*THE TASK*
Please rewrite all the items below, replacing "thickest part" with "widest part" everywhere and keeping everything else the same. Leave out the pictures.

*THE INPUT*
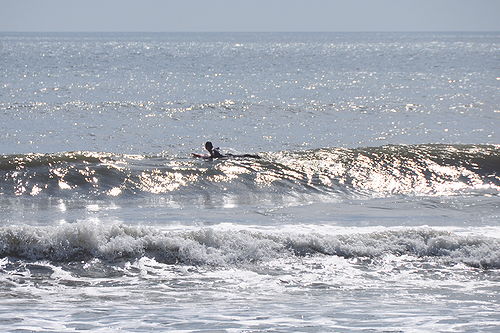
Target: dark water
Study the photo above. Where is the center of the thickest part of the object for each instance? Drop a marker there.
(374, 204)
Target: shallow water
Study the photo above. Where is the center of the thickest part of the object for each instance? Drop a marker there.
(374, 204)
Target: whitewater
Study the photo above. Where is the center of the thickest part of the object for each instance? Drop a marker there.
(374, 205)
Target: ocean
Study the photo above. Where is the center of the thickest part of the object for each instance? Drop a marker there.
(374, 205)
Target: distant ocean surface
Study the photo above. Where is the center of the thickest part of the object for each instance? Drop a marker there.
(374, 206)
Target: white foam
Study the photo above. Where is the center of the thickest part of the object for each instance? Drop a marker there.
(228, 245)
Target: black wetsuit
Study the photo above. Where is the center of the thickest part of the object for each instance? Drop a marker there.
(215, 153)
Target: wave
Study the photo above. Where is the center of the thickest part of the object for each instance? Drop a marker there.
(118, 242)
(339, 172)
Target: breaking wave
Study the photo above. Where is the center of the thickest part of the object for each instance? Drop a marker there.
(118, 242)
(373, 171)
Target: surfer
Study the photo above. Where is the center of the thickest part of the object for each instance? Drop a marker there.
(215, 153)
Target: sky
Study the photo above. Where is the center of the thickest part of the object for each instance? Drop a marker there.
(251, 15)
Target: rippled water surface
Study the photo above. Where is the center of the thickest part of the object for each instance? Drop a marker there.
(373, 203)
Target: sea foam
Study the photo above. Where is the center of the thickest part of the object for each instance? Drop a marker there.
(215, 246)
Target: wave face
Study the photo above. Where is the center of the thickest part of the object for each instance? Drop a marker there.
(374, 171)
(118, 242)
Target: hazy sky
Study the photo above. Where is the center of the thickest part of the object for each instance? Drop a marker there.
(251, 15)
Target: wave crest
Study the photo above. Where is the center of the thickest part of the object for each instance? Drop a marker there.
(87, 241)
(379, 171)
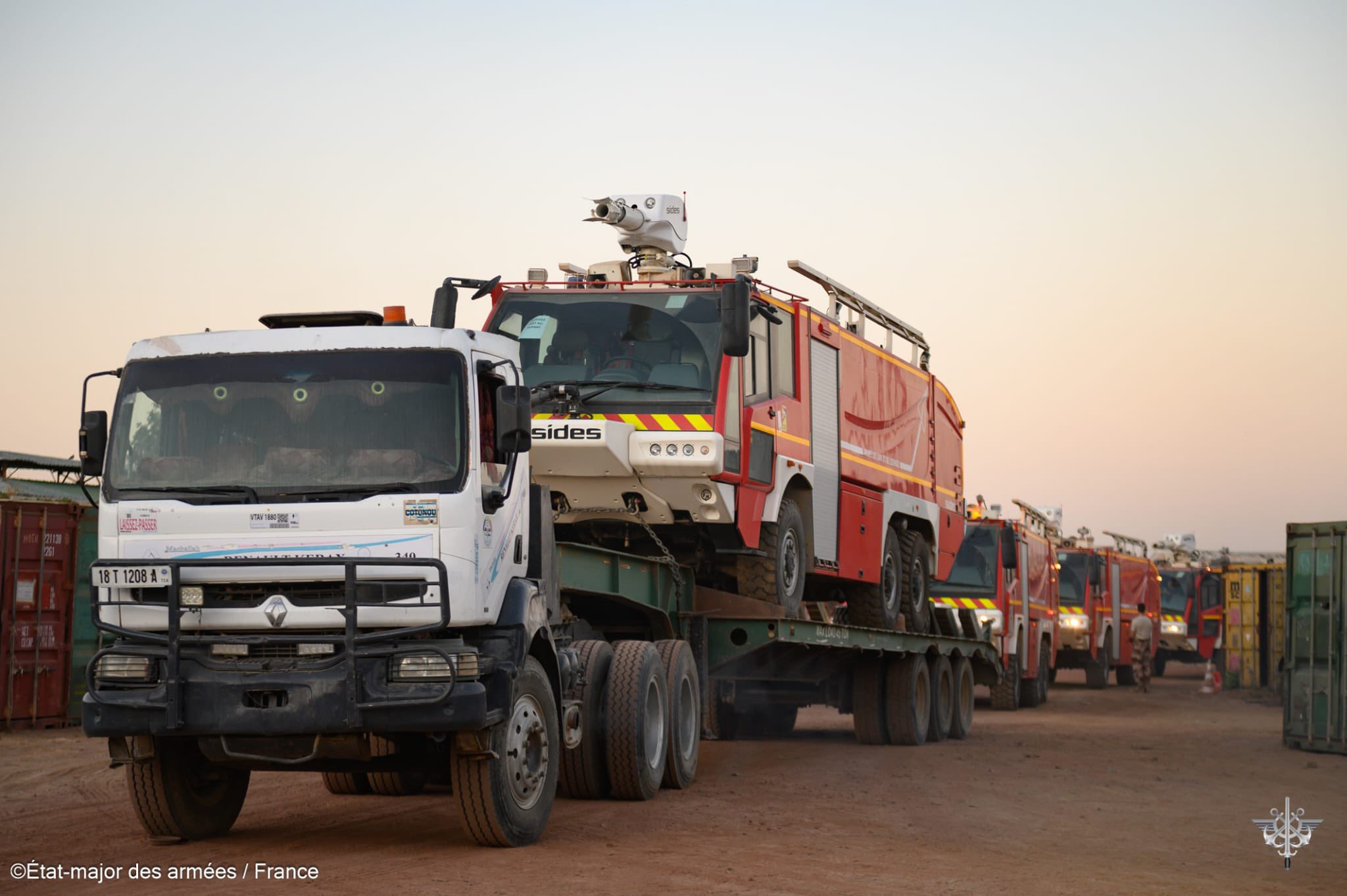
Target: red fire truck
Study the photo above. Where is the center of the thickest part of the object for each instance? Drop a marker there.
(1101, 590)
(698, 413)
(1006, 572)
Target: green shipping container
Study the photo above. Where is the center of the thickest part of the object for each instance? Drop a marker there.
(1315, 677)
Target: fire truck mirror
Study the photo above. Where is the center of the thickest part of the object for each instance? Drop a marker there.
(736, 304)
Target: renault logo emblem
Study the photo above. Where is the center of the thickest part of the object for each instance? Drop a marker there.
(275, 610)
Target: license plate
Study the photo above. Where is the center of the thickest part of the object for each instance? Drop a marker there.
(132, 576)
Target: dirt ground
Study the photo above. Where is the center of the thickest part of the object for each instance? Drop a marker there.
(1094, 793)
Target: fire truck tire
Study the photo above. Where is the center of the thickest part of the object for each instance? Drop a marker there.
(637, 720)
(1005, 693)
(506, 797)
(180, 794)
(399, 784)
(868, 713)
(916, 583)
(347, 784)
(942, 699)
(583, 772)
(961, 721)
(908, 690)
(880, 604)
(779, 576)
(685, 713)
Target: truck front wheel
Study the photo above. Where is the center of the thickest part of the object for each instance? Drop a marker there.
(180, 794)
(506, 797)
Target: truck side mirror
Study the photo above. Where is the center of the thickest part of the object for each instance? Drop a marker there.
(736, 306)
(514, 419)
(93, 442)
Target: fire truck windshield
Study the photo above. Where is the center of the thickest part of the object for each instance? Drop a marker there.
(633, 337)
(287, 427)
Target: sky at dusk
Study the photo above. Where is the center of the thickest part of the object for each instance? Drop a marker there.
(1123, 226)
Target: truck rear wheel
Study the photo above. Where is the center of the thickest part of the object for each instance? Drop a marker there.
(779, 576)
(961, 723)
(184, 795)
(868, 713)
(583, 774)
(506, 797)
(685, 713)
(880, 604)
(908, 690)
(637, 720)
(942, 699)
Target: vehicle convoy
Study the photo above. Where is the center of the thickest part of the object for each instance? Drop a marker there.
(1101, 590)
(789, 459)
(1005, 572)
(321, 551)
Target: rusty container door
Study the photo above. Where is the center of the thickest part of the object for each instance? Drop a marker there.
(37, 587)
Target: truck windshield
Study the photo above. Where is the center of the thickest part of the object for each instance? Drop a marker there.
(1075, 575)
(289, 425)
(1176, 587)
(975, 564)
(633, 337)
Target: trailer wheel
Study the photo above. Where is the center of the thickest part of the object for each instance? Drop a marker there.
(506, 797)
(880, 604)
(779, 576)
(942, 699)
(347, 784)
(868, 701)
(685, 713)
(181, 794)
(961, 721)
(637, 720)
(399, 784)
(583, 774)
(908, 686)
(916, 583)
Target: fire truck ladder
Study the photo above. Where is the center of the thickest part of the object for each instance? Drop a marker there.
(845, 296)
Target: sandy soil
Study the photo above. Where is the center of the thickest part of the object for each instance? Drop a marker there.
(1097, 791)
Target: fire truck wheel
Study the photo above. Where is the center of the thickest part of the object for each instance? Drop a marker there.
(181, 794)
(880, 604)
(685, 715)
(779, 576)
(908, 689)
(868, 713)
(506, 797)
(942, 699)
(637, 720)
(1005, 693)
(916, 580)
(961, 721)
(583, 774)
(347, 784)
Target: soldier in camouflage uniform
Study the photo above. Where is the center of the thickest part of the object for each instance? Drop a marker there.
(1141, 632)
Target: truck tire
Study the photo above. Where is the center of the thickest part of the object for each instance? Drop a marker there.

*CORRECT ANSWER*
Target: dark water
Study the photo above. Where is the center of the widest part of the object for each instance? Drop a marker there.
(374, 204)
Target: shallow water
Study the photo above. Where is the center of the widest part of the object for each instance? Drop a marker there.
(374, 204)
Target: whitewater
Study the photo above. Where is the center of the widest part of the object for each instance? Drop a marker there.
(374, 205)
Target: ocean
Study the photo above. Where is the center of the widest part of the object for each instance? Drop a marker there.
(374, 205)
Target: distant ocean surface
Study the photo above. Where is the center of the widest part of the object for each instance? Drop a marker there.
(374, 206)
Target: white foam
Study the photo above. Where is the center of the widest part of the object for each instance? Drop a marker there.
(228, 245)
Target: black wetsuit
Study the photo above. Where is the center of the widest part of the object for each instance? Drop a marker there.
(215, 153)
Target: wave
Study the photo above. Where is the center of the widest part of the object for each instance? Drop a marker there.
(118, 242)
(339, 172)
Target: breaking wave
Study the photo above. Where is the center of the widest part of the object for each instance? Drop a marker there.
(118, 242)
(373, 171)
Target: surfer
Study the photo above. Where is the center of the widest part of the object for each instance? Drop a marker there.
(215, 153)
Target: sky
Study the photo above. Where is the center of the widest part of the object for each instance? Drop a marker there.
(251, 15)
Target: rippled water surface
Study the photo above. Where is the center of the widest part of the object for each instance? Drop a marker there.
(373, 203)
Target: sea foam
Study the photo above. Where is the center of the widest part of the object for each instance? Drop a marker there.
(215, 246)
Target: wave face
Study the photo above. Where is the center of the widest part of the object for each instance? Drop a marker there.
(374, 171)
(118, 242)
Target: hazy sky
Study the photo above. Where is the center of the widest part of the object for each instance? Drop a marker there.
(251, 15)
Target: wave crest
Study the photo above. Where is the center of the widest part of the object for each instance? Drop a marker there.
(87, 241)
(379, 171)
Target: red fire truck
Study the photo above. Where is the center of the widest part of the object for each instance? Drop a marker there.
(1101, 590)
(698, 413)
(1006, 572)
Target: green shipping container
Study the photo above. Where is the center of the widest part of the object for each instance? Drop a marker there.
(1315, 677)
Target: fire truck mirror
Study the photo above. Where is the center of the widest part of the object for each instance? Drop a marker there.
(736, 304)
Target: renault logo emblem
Study the photo above. Where is the center of the widest part of the object for each instance? Drop a marker there.
(275, 610)
Target: license plate
Study the photo above. Where is the center of the widest part of the object for each instance? Drop a marker there.
(132, 576)
Target: dirt ground
Study the photo above. Where is the center of the widest part of the object for each instance? Drop a marker there.
(1094, 793)
Target: fire truck tire
Study the photo above. Where is the center of the widest part of the object for each instance? Drop a marker there.
(637, 720)
(1005, 693)
(506, 797)
(180, 794)
(399, 784)
(868, 713)
(916, 583)
(347, 784)
(942, 699)
(583, 772)
(961, 721)
(908, 690)
(880, 604)
(779, 576)
(685, 713)
Target: truck front wheel
Study the photo above. Where is the center of the widest part of the object for each instance? Drop a marker there.
(180, 794)
(506, 797)
Target: truck side mirror
Study the photo above. Where is the center of the widest part of the object for each instance? Drop a marker there.
(736, 306)
(514, 419)
(93, 442)
Target: fire truck windshield
Study the photo above. Where is the center of the widest part of the object for each instance? Drop a marker there.
(633, 337)
(287, 427)
Target: sky at dusk
Study the photo above. Where is the center of the widest part of the object for each instance? Drop a marker there.
(1123, 226)
Target: truck rear wheel
Study the photo above. Where is the center of the widest part of the object for each instance? Drop a marker there.
(779, 576)
(961, 723)
(184, 795)
(868, 713)
(583, 774)
(506, 797)
(685, 713)
(880, 604)
(908, 690)
(637, 720)
(942, 699)
Target: vehicle convoy
Study the photo above. Where is the center of the widest part of the object for each instance? Drop a marker there.
(1101, 590)
(789, 459)
(1005, 572)
(321, 551)
Target: rusty container door
Study the photo above. Where is the center of the widest part of the object for each instance? Drop a marker there.
(37, 587)
Target: truck windshield
Study the photo above. Where is the center of the widest part of the object for each instance? Drop a marker there.
(1075, 575)
(289, 425)
(1176, 587)
(975, 564)
(633, 337)
Target: trailer wheel
Study the photo above. Where is the center of the widest part of the object for each instance? Drop a marker there.
(506, 797)
(880, 604)
(779, 576)
(942, 699)
(347, 784)
(868, 701)
(685, 713)
(181, 794)
(961, 721)
(637, 720)
(399, 784)
(583, 774)
(908, 686)
(916, 583)
Target: fire truck ladder
Study the photo above. Where is the center of the widest part of the object for each instance? Drop a marker there.
(845, 296)
Target: sandy soil
Study the photo above. Where is the center of the widest part of the object for each instance? Drop a marker there.
(1097, 791)
Target: fire truck wheel
Study the photo above. Where is the center of the widest part of the object for each instance? Drop a marker there.
(181, 794)
(880, 604)
(685, 715)
(779, 576)
(908, 689)
(868, 713)
(506, 797)
(942, 699)
(637, 720)
(1005, 693)
(916, 580)
(961, 721)
(583, 774)
(347, 784)
Target: soldier in camouflage uniform
Study the photo above. Where is the center of the widest part of the object for each instance? Drop a marker there.
(1141, 632)
Target: truck tire
Study the photo above. Where is the center of the widest part of the object for each instance? Drop a marker there.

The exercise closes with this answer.